| Selected passage |

When Sorry Doesn't Cut It: Put-Downs and Put-Ups!


Whenever you are with a group of kids (ahem...grownups, too!) there are bound to be times when somebody says something unkind about another person. This may be right in front of the individual, but it may also be behind his or her back. Typically, we may say in response to the culprit, "That's not very nice. You need to say you're sorry."

A Half-Baked Sorry
I don't know about you, but a half-baked "sorry" never seemed to sit very well with me. Even as a kid. An empty "sorry" just leaves something to be desired. And Alfie Kohn, an early childhood expert is one of many early childhood specialists that frowns upon forcing children to say they are sorry. (Truth be told, I have never forced my own children to apologize, I didn't prevent it, either. It was really a non-issue. What I did do was make them work hard to right their wrongs. At times they would beg me..."Why can't we just say 'sorry' like so-and-so does and be done with it?")'

One Idea That Works
Here is one idea that I have used in family therapy with "real" families using "real" put-downs, in the schools while working as a school social worker, and in the Head Start programs to which I consult. I use it at home with my own kids, and have even used it while conducting teenaged therapy groups (some of the toughest of customers).
When somebody says something rude, disheartening or just plain mean about somebody else, we stop what we are doing and the person who issued the unkind comment is asked to provide two put-ups for every put-down. So, if somebody said two mean things about somebody else in one sentence, then they have to find four things "nice" to say about that person. Alternatively, the person could find two nice things to do for the other person over the next week.

It's worked like a charm every time! Hope it works for you, too! If you try it, let us know how it turned out! Did you "tweak" it at all? Find a new "spin" to use with it? Tell all!

Spin-Doctor Tip: If you are working on this behavior with your own kids, make sure you check your own behavior, too. It's hard to expect a certain set of behaviors in children if we cannot display them ourselves. If you are in a group situation with other adults and one starts to bad mouth somebody else (either present or not present)...why not try the put-up approach with them, too. Obviously, you cannot make an adult (nor a child for that matter) say something nice...but you can certainly guide the discussion in this direction, by adding your own observations about what you find good about their intended target! What a better world it would be, if we could all remember to do this on a daily basis. What if it became as routine as brushing our teeth?

| Tasks to complete |
1) In the article on put-downs and put-ups, how many put-ups must a person provide for every put-down?
2) Carry on writing the article on put-downs and put-ups, starting after its final sentence.
The records that follow are separate material and unrelated to the article on put-downs and put-ups.

| Source data |
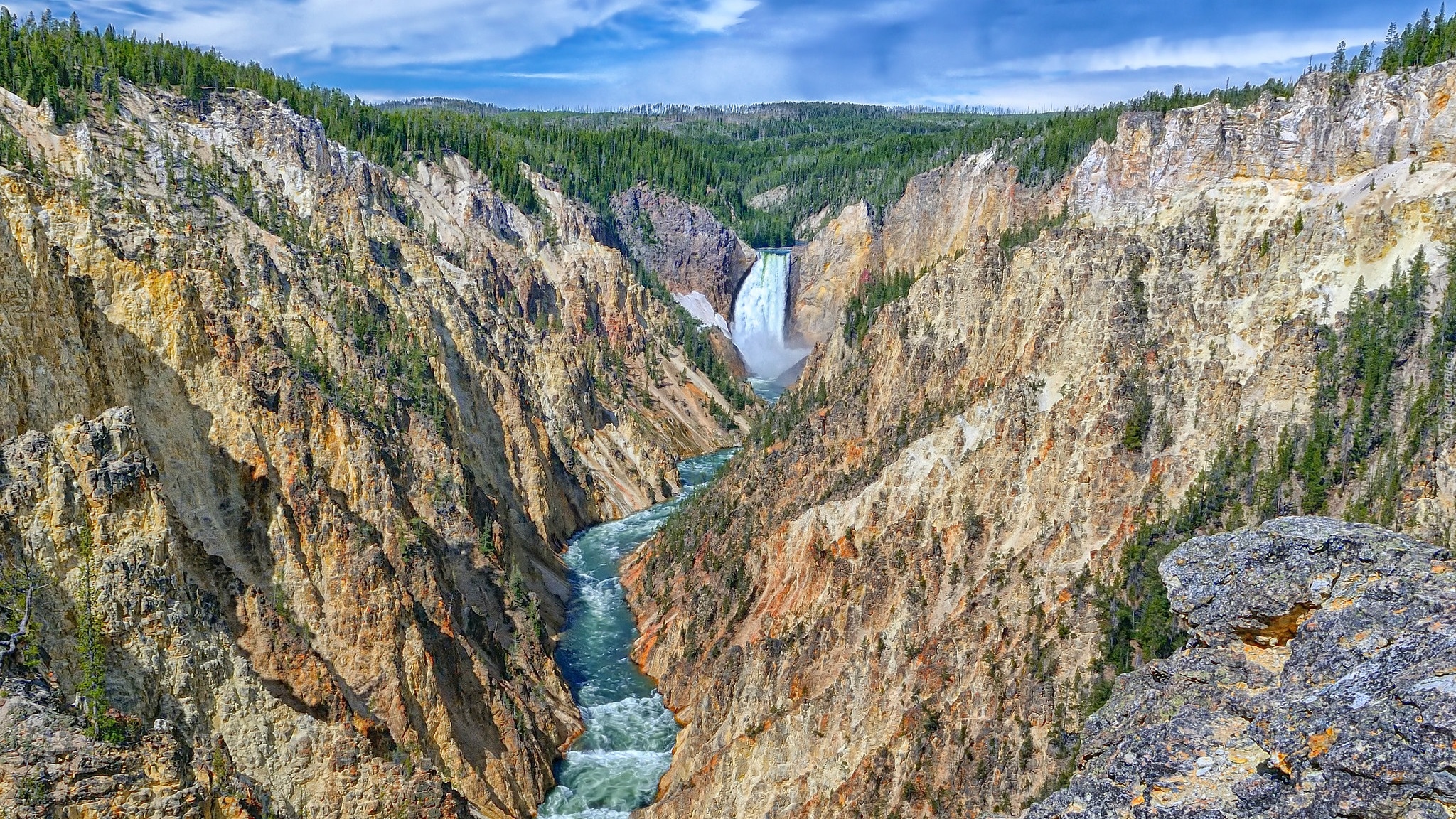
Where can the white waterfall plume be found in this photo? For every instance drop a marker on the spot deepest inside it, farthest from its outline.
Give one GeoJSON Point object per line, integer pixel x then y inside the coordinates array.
{"type": "Point", "coordinates": [759, 316]}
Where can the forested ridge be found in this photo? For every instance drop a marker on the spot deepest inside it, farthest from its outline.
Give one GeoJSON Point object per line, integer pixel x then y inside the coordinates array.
{"type": "Point", "coordinates": [808, 156]}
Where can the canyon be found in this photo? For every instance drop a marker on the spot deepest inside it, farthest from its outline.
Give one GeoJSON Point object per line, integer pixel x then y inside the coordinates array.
{"type": "Point", "coordinates": [316, 474]}
{"type": "Point", "coordinates": [894, 601]}
{"type": "Point", "coordinates": [289, 470]}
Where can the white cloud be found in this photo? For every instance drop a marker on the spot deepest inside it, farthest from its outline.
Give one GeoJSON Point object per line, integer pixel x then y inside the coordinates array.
{"type": "Point", "coordinates": [1263, 48]}
{"type": "Point", "coordinates": [717, 15]}
{"type": "Point", "coordinates": [393, 33]}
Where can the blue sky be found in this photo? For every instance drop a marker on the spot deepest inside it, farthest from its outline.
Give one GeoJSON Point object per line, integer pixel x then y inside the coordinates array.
{"type": "Point", "coordinates": [611, 53]}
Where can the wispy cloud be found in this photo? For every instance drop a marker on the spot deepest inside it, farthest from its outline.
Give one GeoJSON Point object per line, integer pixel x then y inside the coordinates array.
{"type": "Point", "coordinates": [1247, 50]}
{"type": "Point", "coordinates": [717, 15]}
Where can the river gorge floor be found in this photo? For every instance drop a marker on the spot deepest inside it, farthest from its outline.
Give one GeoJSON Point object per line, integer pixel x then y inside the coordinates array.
{"type": "Point", "coordinates": [615, 766]}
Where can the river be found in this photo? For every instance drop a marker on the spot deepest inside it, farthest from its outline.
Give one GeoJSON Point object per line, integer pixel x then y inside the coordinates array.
{"type": "Point", "coordinates": [628, 745]}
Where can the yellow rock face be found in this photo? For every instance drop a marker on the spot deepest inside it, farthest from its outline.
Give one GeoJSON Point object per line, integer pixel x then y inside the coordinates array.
{"type": "Point", "coordinates": [355, 416]}
{"type": "Point", "coordinates": [970, 449]}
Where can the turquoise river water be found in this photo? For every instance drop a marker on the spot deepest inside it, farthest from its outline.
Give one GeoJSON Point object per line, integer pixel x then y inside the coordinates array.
{"type": "Point", "coordinates": [628, 744]}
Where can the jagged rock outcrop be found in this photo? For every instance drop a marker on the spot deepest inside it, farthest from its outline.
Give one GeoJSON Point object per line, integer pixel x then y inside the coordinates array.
{"type": "Point", "coordinates": [1318, 682]}
{"type": "Point", "coordinates": [361, 410]}
{"type": "Point", "coordinates": [173, 643]}
{"type": "Point", "coordinates": [900, 605]}
{"type": "Point", "coordinates": [943, 213]}
{"type": "Point", "coordinates": [685, 244]}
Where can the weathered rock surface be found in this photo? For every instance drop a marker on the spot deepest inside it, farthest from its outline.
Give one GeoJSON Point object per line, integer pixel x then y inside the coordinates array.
{"type": "Point", "coordinates": [1320, 682]}
{"type": "Point", "coordinates": [894, 609]}
{"type": "Point", "coordinates": [943, 213]}
{"type": "Point", "coordinates": [685, 244]}
{"type": "Point", "coordinates": [343, 419]}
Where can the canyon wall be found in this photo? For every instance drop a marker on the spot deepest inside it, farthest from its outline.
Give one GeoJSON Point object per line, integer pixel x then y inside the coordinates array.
{"type": "Point", "coordinates": [683, 244]}
{"type": "Point", "coordinates": [293, 442]}
{"type": "Point", "coordinates": [893, 602]}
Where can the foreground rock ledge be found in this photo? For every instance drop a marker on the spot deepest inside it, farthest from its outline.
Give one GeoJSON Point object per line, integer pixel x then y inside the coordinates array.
{"type": "Point", "coordinates": [1320, 681]}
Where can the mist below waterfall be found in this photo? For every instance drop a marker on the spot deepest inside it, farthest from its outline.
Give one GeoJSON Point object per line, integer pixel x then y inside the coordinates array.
{"type": "Point", "coordinates": [761, 314]}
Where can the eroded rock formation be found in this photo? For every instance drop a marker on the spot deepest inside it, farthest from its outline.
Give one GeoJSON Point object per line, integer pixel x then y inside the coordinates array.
{"type": "Point", "coordinates": [685, 244]}
{"type": "Point", "coordinates": [892, 604]}
{"type": "Point", "coordinates": [341, 422]}
{"type": "Point", "coordinates": [1318, 682]}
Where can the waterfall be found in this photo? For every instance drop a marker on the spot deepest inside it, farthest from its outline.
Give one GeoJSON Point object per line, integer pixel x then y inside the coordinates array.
{"type": "Point", "coordinates": [759, 315]}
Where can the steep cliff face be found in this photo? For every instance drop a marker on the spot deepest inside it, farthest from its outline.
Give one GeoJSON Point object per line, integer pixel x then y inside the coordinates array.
{"type": "Point", "coordinates": [893, 602]}
{"type": "Point", "coordinates": [355, 413]}
{"type": "Point", "coordinates": [685, 244]}
{"type": "Point", "coordinates": [941, 215]}
{"type": "Point", "coordinates": [1322, 690]}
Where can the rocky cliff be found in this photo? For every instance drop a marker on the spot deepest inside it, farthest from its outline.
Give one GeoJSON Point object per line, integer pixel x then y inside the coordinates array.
{"type": "Point", "coordinates": [341, 417]}
{"type": "Point", "coordinates": [1322, 690]}
{"type": "Point", "coordinates": [906, 594]}
{"type": "Point", "coordinates": [685, 244]}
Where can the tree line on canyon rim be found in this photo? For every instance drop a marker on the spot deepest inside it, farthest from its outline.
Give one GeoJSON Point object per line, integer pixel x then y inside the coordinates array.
{"type": "Point", "coordinates": [817, 155]}
{"type": "Point", "coordinates": [825, 156]}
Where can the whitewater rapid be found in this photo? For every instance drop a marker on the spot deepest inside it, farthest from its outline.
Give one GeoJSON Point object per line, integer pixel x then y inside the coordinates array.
{"type": "Point", "coordinates": [761, 314]}
{"type": "Point", "coordinates": [615, 766]}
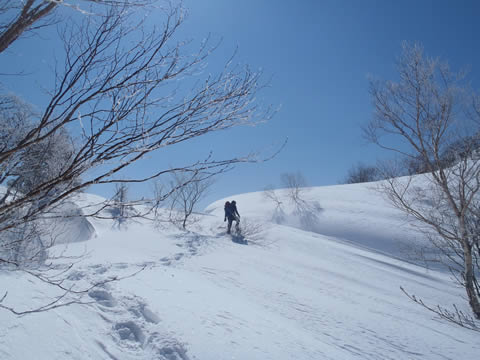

| Results |
1) Two put-ups for every put-down.

2)
Comments

Miranda J said…
I really enjoy your posts. Great little tips/reminders.

We have tried this with my 13 year-old son who on occasion likes to 'put down' my 9 year-old. But haven't done this for awhile.

Will start again!
Hi Whitney,

Let us know how it works out, and if you tweak the system in any way!

All the best,
Wendy
Anonymous said…
My husband is a youth leader. We implemented this method about 5 years ago when our youth group was mostly made up of 8th grade girls. If they were caught saying something negative to someone, they had to say 5 positive things to that same person before we would go on with what we were doing. The thing I liked most about it was that it put the attention on the person saying the negative thing, instead of leaving the attention on the "victim." The reason we did 5 positives for every negative is that we read a study that said it takes 5 nice things to take the place of 1 mean thing. However, as time went on, the nice things became as half-hearted as the "sorry" you talk about at the beginning of this article. I think that 2 or 3 is probably more reasonable. On a side, another somewhat humorous thing we did with these girls was tell them that whenever they wanted to whine or complain about something, they had to do it in the deepest voice they could. It made long car trips for retreats and mission trips much more enjoyable because you can't help but laugh when someone says something to complain in a deep voice!
I LOVE that! Thanks so much for sharing!